# [Check your understanding]
**a)** In the essay on pandemic fear, rewrite the part that opens with the words containing "As I watch the" and closes with "Conspiracies. Lies. Wars.", putting "frightening" in place of "terrifying".
**b)** In the essay on pandemic fear, what does the writer call their anxiety's worst enemy?

# [Text excerpt]
┄┄┄┄┄┄┄┄┄┄
Like many others across the world, I’m currently in a state of controlled chaos. I feel as though I’m caught between watching the newest Armageddon movie and living some surreal version of it in my own life. With Social Distancing in place, and fear of this “hidden enemy” at the forefront of my mind, I must confess that my brain has been exploding (imploding?) with possibilities, questions, and theories.
As I watch the “infected” and “death toll” numbers increase, not just day-by-day, but hour-by-hour, I can honestly say that fear permanently resides here. This is absolutely terrifying. The unknown is my anxiety’s worst enemy. And there is nothing about this whole situation that is truly “known” except that people are dying. People are fighting to live. Not just old people. Not just those with underlying conditions. Healthy young people are fighting for their lives. But still, there’s something else … something beneath the surface … something is stirring …
I do not, for a single second, believe that this is solely about this virus or the state of our medical health. There is more to this. Politics. Conspiracies. Lies. Wars.
┄┄┄┄┄┄┄┄┄┄
# [Entries provided]
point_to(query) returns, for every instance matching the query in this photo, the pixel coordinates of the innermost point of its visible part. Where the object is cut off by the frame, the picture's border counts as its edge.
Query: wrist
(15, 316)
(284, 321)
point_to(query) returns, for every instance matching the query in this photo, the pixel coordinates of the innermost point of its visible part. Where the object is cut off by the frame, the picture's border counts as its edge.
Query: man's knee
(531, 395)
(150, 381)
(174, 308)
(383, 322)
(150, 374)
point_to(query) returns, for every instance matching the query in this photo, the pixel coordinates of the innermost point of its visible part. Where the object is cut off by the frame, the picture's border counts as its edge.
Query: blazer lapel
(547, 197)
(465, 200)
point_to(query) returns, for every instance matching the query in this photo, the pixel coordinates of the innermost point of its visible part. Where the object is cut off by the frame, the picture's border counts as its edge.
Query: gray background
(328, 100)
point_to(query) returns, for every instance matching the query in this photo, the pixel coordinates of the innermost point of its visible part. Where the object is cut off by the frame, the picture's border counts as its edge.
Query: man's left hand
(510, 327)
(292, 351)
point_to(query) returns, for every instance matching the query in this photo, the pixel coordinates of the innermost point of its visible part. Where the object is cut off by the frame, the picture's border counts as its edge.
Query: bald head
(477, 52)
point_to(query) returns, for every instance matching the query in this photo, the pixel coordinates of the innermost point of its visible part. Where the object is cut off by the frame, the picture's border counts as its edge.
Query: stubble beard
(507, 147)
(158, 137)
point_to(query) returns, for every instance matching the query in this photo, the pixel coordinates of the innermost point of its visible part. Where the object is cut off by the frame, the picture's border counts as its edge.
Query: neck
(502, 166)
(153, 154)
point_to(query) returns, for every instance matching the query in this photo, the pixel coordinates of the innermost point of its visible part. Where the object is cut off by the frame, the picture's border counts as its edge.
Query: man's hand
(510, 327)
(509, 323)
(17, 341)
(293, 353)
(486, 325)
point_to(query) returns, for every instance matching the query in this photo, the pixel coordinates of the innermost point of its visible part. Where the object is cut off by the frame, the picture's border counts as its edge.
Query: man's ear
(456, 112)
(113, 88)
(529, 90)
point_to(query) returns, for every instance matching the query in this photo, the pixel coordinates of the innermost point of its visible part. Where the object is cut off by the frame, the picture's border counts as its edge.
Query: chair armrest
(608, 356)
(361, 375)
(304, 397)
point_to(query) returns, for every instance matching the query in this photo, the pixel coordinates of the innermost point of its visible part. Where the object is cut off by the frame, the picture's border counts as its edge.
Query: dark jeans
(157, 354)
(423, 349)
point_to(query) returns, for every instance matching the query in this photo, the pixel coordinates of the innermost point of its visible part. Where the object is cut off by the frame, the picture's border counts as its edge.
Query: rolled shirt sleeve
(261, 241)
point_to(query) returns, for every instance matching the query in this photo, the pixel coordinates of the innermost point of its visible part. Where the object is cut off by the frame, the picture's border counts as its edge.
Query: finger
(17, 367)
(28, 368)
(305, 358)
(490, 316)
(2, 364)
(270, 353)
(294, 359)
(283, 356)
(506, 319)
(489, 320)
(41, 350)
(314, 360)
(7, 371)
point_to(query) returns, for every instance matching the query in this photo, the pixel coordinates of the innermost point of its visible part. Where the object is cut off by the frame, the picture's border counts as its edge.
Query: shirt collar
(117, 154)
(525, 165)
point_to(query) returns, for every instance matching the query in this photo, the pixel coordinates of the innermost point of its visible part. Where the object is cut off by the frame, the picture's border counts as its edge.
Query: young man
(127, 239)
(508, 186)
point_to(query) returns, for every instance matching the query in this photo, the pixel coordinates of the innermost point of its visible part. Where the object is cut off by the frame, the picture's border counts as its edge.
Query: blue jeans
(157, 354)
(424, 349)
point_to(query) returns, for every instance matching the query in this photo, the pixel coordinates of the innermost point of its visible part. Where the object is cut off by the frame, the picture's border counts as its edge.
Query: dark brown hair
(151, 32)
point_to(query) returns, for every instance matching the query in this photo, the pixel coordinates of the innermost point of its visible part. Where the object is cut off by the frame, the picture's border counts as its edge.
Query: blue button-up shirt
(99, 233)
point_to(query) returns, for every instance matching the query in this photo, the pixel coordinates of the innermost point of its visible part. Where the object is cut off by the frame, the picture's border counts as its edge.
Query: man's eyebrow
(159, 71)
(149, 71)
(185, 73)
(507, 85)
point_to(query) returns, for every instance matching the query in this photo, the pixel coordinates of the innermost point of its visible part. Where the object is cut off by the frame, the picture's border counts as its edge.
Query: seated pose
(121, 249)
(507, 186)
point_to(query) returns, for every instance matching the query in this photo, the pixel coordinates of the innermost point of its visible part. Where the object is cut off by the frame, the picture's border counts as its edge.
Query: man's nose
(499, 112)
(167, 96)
┄┄┄┄┄┄┄┄┄┄
# [Answers for the tasks]
**a)**
As I watch the “infected” and “death toll” numbers increase, not just day-by-day, but hour-by-hour, I can honestly say that fear permanently resides here. This is absolutely frightening. The unknown is my anxiety’s worst enemy. And there is nothing about this whole situation that is truly “known” except that people are dying. People are fighting to live. Not just old people. Not just those with underlying conditions. Healthy young people are fighting for their lives. But still, there’s something else … something beneath the surface … something is stirring …
I do not, for a single second, believe that this is solely about this virus or the state of our medical health. There is more to this. Politics. Conspiracies. Lies. Wars.

**b)** The unknown.